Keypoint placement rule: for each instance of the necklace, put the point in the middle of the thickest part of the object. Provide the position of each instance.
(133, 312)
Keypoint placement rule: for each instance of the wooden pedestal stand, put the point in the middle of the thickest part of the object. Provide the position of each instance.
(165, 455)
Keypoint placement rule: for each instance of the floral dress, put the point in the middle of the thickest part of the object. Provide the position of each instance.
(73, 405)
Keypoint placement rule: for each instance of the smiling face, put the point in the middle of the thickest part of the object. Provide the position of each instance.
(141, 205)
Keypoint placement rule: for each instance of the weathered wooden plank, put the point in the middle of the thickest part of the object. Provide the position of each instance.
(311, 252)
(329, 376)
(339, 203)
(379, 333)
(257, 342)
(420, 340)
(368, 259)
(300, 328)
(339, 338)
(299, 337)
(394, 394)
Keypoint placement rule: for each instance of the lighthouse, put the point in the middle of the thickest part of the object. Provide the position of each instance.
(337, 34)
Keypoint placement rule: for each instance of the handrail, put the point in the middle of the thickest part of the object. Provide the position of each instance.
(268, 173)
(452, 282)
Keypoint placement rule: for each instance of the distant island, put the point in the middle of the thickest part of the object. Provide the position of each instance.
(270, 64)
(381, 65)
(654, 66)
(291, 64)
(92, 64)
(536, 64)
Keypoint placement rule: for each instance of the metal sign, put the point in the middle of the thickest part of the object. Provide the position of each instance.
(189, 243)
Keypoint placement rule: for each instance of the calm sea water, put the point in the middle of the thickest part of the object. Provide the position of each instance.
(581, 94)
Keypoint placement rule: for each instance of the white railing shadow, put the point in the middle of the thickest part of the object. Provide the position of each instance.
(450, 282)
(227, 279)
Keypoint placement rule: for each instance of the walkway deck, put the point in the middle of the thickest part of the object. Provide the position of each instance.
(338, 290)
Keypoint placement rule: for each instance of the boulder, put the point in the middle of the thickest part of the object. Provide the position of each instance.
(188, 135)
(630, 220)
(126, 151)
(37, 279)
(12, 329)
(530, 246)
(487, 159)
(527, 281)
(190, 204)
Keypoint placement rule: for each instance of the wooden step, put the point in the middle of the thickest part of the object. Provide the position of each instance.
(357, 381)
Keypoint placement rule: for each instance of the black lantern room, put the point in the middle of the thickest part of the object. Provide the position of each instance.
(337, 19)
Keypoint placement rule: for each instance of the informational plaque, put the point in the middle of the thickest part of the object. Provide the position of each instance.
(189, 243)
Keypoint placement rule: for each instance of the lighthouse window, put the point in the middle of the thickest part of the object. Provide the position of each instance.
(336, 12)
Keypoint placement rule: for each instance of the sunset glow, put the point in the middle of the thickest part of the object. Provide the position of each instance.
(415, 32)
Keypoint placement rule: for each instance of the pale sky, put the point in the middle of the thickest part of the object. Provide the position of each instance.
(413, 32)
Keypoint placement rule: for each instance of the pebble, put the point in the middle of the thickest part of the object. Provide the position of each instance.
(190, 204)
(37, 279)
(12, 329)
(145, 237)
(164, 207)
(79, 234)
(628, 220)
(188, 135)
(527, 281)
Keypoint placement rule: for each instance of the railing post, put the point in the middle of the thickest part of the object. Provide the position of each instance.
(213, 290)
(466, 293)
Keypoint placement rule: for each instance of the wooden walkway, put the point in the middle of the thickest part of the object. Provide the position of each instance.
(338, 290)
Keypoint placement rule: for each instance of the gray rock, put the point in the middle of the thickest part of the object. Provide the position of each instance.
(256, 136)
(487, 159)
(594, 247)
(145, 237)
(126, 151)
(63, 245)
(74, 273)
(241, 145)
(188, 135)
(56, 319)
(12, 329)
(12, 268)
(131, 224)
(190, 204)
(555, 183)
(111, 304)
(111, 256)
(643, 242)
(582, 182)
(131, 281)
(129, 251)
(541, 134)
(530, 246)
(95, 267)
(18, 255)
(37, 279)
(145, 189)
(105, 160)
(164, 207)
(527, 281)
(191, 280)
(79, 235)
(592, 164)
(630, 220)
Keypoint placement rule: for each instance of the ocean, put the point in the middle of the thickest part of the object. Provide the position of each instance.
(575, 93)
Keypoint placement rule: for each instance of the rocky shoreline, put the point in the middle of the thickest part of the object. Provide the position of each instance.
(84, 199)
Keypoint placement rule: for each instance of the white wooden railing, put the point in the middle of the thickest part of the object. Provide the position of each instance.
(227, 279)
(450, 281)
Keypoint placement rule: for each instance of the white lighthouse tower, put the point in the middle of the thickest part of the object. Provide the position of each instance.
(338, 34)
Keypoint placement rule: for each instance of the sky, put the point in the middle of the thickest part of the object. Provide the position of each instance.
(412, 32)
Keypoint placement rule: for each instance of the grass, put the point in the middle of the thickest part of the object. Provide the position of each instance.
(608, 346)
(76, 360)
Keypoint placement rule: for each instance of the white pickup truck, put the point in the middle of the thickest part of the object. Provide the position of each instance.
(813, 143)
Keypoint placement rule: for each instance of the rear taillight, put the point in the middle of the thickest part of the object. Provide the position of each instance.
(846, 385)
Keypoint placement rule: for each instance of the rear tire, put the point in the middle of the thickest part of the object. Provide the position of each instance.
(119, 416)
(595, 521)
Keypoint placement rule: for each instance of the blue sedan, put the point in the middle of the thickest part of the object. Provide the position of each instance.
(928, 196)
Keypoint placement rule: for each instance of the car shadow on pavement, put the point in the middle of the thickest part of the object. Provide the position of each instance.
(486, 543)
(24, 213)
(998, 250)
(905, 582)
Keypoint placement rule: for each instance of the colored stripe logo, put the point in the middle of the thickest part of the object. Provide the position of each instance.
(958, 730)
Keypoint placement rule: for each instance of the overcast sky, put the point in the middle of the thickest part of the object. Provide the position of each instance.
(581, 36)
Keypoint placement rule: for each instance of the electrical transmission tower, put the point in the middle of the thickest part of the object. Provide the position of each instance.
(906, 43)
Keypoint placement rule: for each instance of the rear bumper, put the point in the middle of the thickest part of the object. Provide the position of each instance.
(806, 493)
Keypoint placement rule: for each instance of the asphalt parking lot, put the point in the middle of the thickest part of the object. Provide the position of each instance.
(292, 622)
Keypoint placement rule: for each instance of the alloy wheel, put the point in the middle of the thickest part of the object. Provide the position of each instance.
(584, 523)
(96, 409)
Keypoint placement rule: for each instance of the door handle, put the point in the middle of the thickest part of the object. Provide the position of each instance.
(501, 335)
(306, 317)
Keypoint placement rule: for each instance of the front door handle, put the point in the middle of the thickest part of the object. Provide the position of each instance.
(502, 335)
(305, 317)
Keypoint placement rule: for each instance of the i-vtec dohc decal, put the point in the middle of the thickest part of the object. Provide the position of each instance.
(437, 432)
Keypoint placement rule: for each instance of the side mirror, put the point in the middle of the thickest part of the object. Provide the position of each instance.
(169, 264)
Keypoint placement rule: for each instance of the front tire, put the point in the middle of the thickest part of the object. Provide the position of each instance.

----------------

▶ [Task brief] The records above must be repeated exactly, every one of them.

▶ [Full answer]
Keypoint placement rule: for each instance of the necklace, put the point in the middle of the thickest part of the object. Provide the position of each instance.
(133, 312)
Keypoint placement rule: for each instance of the wooden pedestal stand, put the point in the middle of the thickest part of the object. Provide the position of each instance.
(165, 455)
Keypoint placement rule: for each instance of the floral dress, put the point in the middle of the thickest part of the object. Provide the position of each instance.
(73, 405)
Keypoint placement rule: for each instance of the smiling face, put the point in the middle of the thickest part of the object. Provide the position of each instance.
(141, 205)
Keypoint placement rule: for each instance of the weathered wooden plank, put the point in the middle of the thickest part of the object. Provide the position of each instance.
(311, 252)
(329, 376)
(339, 203)
(379, 333)
(257, 342)
(420, 340)
(368, 259)
(300, 328)
(339, 338)
(299, 337)
(394, 394)
Keypoint placement rule: for each instance of the lighthouse, put the point in the middle of the thickest part of the object. Provide the position of each instance.
(337, 34)
Keypoint placement rule: for each instance of the handrail, put the point in the middle of the thickest part of the object. Provide the position of each instance.
(268, 173)
(452, 282)
Keypoint placement rule: for each instance of the distant island, put the point in the middle of the thickest part of the object. Provide the position of each instance.
(270, 64)
(381, 65)
(654, 66)
(291, 64)
(92, 64)
(536, 64)
Keypoint placement rule: for each instance of the metal sign, put the point in the middle of the thickest part of the object. Provide the position of each instance.
(189, 243)
Keypoint placement rule: for each instance of the calm sea water, put the point in the middle of the thickest part of the object. Provide the position of each instance.
(581, 94)
Keypoint placement rule: for each instance of the white railing shadow, put the point in the middle of the thickest part of the object. Provide the position of each instance.
(450, 282)
(227, 279)
Keypoint placement rule: for each instance of the walkway deck, put the point in the middle of the thickest part of the object. Provide the position of each instance.
(338, 290)
Keypoint placement rule: for each instance of the boulder, put the point in the middle of the thickest part of the object. Provide the position of each instance.
(188, 135)
(630, 220)
(126, 151)
(37, 279)
(12, 329)
(530, 246)
(487, 159)
(527, 281)
(190, 204)
Keypoint placement rule: for each instance of the wooden step, put the point in the middle of the thickest part of the object. Provide the position of each instance.
(357, 381)
Keypoint placement rule: for each instance of the black lantern room, put the point in the middle of the thickest part of the object. Provide the position of each instance.
(337, 19)
Keypoint placement rule: for each instance of the informational plaque, put the point in the middle of the thickest part of the object. Provide the position of each instance.
(189, 243)
Keypoint placement rule: for each instance of the lighthouse window, put the point in the middle of the thickest part of the object. Provide the position of each instance.
(336, 12)
Keypoint placement rule: for each instance of the sunset glow, put the point in the middle of the thickest part of the object. Provide the position of each instance.
(415, 32)
Keypoint placement rule: for each instance of the pale sky, put the point in the middle of the thickest part of the object. Provide the position of each instance.
(413, 32)
Keypoint placement rule: for each instance of the pebble, put the point in the middle of the thickest part of the object. Provide the position of each instance.
(190, 204)
(37, 279)
(12, 329)
(145, 237)
(164, 207)
(79, 234)
(628, 220)
(188, 135)
(527, 281)
Keypoint placement rule: for each instance of the railing post, put the point in the middle of the thickest part of the object. Provide the position of each instance.
(213, 290)
(466, 293)
Keypoint placement rule: for each instance of the wooden walkway, put the point in the middle of the thickest part of the object. Provide the position of each instance.
(338, 290)
Keypoint placement rule: for each instance of the gray rock, put the point in the middle of the thickest part of the object. Provide the position of each instance.
(256, 136)
(487, 159)
(594, 247)
(145, 237)
(126, 151)
(63, 245)
(74, 273)
(241, 145)
(188, 135)
(56, 319)
(12, 329)
(12, 268)
(131, 224)
(190, 204)
(555, 183)
(111, 304)
(111, 256)
(643, 242)
(582, 182)
(131, 281)
(129, 251)
(541, 134)
(530, 246)
(95, 267)
(18, 255)
(37, 279)
(145, 189)
(105, 160)
(164, 207)
(527, 281)
(191, 280)
(79, 235)
(592, 164)
(630, 220)
Keypoint placement rule: for each instance of the ocean, put the point in the middle of the thickest part of the object. Provide the position of each instance.
(575, 93)
Keypoint placement rule: for each instance of the rocky shoreline, put the point in the middle of the thickest part of the object. Provide the position of each instance.
(84, 199)
Keypoint placement rule: for each instance of the white wooden railing, put the point in the middle of the thickest part of the object. Provide the position of each instance.
(227, 279)
(450, 281)
Keypoint placement rule: for each instance of the white lighthouse tower, put the point in the middle of the thickest part of the object. Provide the position of each instance.
(338, 34)
Keypoint placement rule: for each instance of the sky, put the point in the middle of the thickest part of the object. Provide the position of each instance.
(412, 32)
Keypoint placement rule: for each instance of the grass, put the point in the middle of the thickest part of the object. Provide the position of each instance.
(608, 346)
(76, 360)
Keypoint placement rule: for each instance of the white pickup truck, put the point in the middle of the thickest part of the object. Provide the position of each instance.
(813, 143)
Keypoint placement rule: for each instance of the rear taillight, put the point in the middle of the thickest part of the object. Provide the position of each instance.
(846, 385)
Keypoint placement rule: for each instance of the rear tire, put the point in the middle of the thickest part of the object. Provide the position of each instance.
(119, 416)
(595, 521)
Keypoint placement rule: for each instance of the blue sedan, put the point in the middle of the thickest part of the object. Provide the position of each instance.
(928, 196)
Keypoint placement rule: for each instance of the car shadow on pavement, put the point in the middle of the thickest part of the object. Provide the position of each instance.
(486, 543)
(24, 213)
(998, 250)
(905, 582)
Keypoint placement rule: for each instance of the colored stripe logo, put the point in the middle of the thickest part of the object. Provide the position of each instance.
(958, 730)
Keypoint placement rule: for each instance of the overcast sky, put the point in the middle of the thickest part of the object. Provide the position of each instance.
(581, 36)
Keypoint placement rule: for each instance of the electrical transmission tower, put the point in the middle of the thickest part of the object. Provide the position of each instance.
(906, 43)
Keypoint placement rule: for each instance of the rear bumper, put the point in the middle of the thickest part of the object. Provide the position of each instance.
(806, 493)
Keypoint placement rule: for each instance of the asphalt parking lot, put the point in the middle of the thickest part of the object. Provide the position of each instance.
(292, 622)
Keypoint placement rule: for each instance of the alloy wheel, put the point in the middle of the thickest part of the object. Provide the position of each instance.
(584, 523)
(96, 409)
Keypoint placement rule: for each instance of the door handle, put the point in the middle of the thickest part of the object. Provide the position of each instance.
(501, 335)
(306, 317)
Keypoint placement rule: for each instance of the front door handle, put the point in the middle of the thickest part of the object. Provide the position of each instance.
(502, 335)
(305, 317)
Keypoint placement rule: for each instance of the i-vtec dohc decal, put the point in the middle of the thickest part of the object. Provide the position of each instance.
(437, 432)
Keypoint placement rule: for each instance of the side mirror, put the point in the middle of the thickest part of the object. Provide the position of each instance.
(169, 264)
Keypoint placement rule: for each instance of the front tire, put the point in the middle of the thickest part of the object. Provide the position of each instance.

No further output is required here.